======== KUTIPAN TEKS ========

Maka dari itu, dalam melakukan penahahanan penegak hukum yang memiliki kewenangan sesuai yang diatur dalam KUHAP perlu memerhatikan kedua syarat di atas. Adapun singkatnya, syarat objektif adalah syarat yang merujuk pada ketentuan dalam Pasal 21 ayat (4) KUHAP. Sementara syarat subjektif merujuk pada kekuatiran pada tersangka akan melarikan diri, menghilangkan barang bukti, atau akan melakukan tindak pidana lagi.

 

2.      Alasan Penyidik Melakukan Penahanan Diluar Dari Syarat Subyektif

Menurut Sudarmiyanto, bahwa ada beberapa faktor penyidik tidak melakukan penahanan di luar dari syarat subyektif sebagaimana yang terdapat pada Pasal 21 ayat (1) KUHAP. Salah satu pertimbangan penyidik dalam tidak melakukan penahanan terhadap tersangka di luar dari syarat subyektif adalah apabila tersangka menderita penyakit yang memerlukan perawatan intensif. Alasan lainnya adalah apabila adanya itikad baik dari tersangka untuk memberikan santunan kepada korban dan keluarga korban.

========

- SOAL LATIHAN
A - Dalam kutipan tentang penahanan, syarat objektif merujuk pada ketentuan pasal apa?
B - Mohon lanjutkan kutipan tentang penahanan mulai setelah kalimat terakhirnya.
Baris data di bawah ini tidak berkaitan dengan kutipan tentang penahanan.

======== DATA HASIL EKSTRAKSI ========

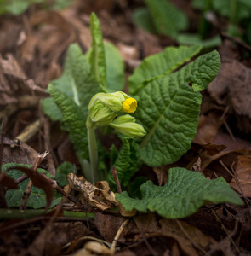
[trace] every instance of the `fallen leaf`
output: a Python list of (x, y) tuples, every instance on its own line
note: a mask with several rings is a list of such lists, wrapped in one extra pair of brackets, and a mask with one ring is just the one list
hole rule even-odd
[(5, 175), (5, 172), (0, 173), (0, 185), (6, 187), (7, 189), (17, 189), (18, 185), (14, 179)]
[(0, 105), (5, 106), (17, 102), (20, 95), (48, 96), (48, 93), (36, 85), (32, 79), (28, 79), (14, 57), (8, 54), (6, 59), (0, 55), (0, 93), (3, 99)]
[(235, 178), (231, 180), (230, 184), (236, 189), (240, 191), (240, 186), (243, 194), (247, 197), (251, 196), (251, 155), (239, 155), (238, 162), (235, 169), (235, 174), (239, 181)]
[(239, 115), (251, 118), (251, 69), (232, 59), (223, 59), (219, 74), (208, 88), (220, 105), (230, 106)]
[(202, 114), (193, 143), (200, 145), (212, 143), (223, 124), (223, 120), (220, 118), (220, 116), (214, 112), (210, 112), (208, 115)]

========

- KUNCI JAWABAN
A - Pasal 21 ayat (4) KUHAP.

B -
Adanya keikhlasan korban agar tersangka tidak ditahan walaupun proses hukum tetap harus berjalan. Hal serupa juga dikemukakan bahwa salah satu pertimbangan penyidik dalam melakukan atau tidak melakukan penahanan adalah apabila tersangka tersebut adalah ibu menyusui. Tidak ditahan tersangka tersebut dengan alasan kemanusiaan. Hal ini ditekankan pula oleh Prof. Dr. Supanto, S.H.,M.Hum., bahwa ketika melakukan diskresi maka harus bersikap professional, tidak semena-mena, dan sesuai dengan kode etik yang ada (Winata et al., 2021).

Pada akhirnya tindakan diskresi ini harus melahirkan keadilan bagi kedua belah pihak baik tersangka dan pelaku. Sering desain prosedural suatu hukum acara pidana terlalu berat memberikan penekanan kepada hak-hak pejabat negara untuk menyelesaikan perkara atau menemukan kebenaran daripada memperhatikan hak-hak seorang warga negara untuk membela dirinya terhadap kemungkinan persangkaan atau pendakwaan yang kurang atau tidak benar ataupun palsu.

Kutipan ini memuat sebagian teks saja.